__Dataset content__
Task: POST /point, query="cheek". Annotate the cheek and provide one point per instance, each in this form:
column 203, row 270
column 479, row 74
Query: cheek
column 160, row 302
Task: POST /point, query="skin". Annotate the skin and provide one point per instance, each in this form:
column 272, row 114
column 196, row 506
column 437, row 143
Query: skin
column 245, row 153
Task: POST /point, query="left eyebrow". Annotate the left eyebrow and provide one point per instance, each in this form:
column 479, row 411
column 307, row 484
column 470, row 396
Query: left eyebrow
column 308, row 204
...
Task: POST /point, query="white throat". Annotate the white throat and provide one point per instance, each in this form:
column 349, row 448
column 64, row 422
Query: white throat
...
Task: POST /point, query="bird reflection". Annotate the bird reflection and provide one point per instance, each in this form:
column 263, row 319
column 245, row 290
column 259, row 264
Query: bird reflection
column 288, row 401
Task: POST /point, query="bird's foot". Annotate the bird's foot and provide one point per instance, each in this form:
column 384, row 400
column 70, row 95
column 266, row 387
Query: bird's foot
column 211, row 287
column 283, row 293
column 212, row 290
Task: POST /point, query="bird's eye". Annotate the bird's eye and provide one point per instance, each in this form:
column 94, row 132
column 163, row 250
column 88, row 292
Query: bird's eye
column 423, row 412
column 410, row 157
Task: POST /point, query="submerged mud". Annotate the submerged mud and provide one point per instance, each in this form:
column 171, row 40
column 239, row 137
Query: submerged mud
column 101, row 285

__To do__
List every line from the entries above in which "white" appears.

__Reply__
Task: POST /point, query="white throat". Annotate the white throat and provide one point per instance, each in this form:
Query: white throat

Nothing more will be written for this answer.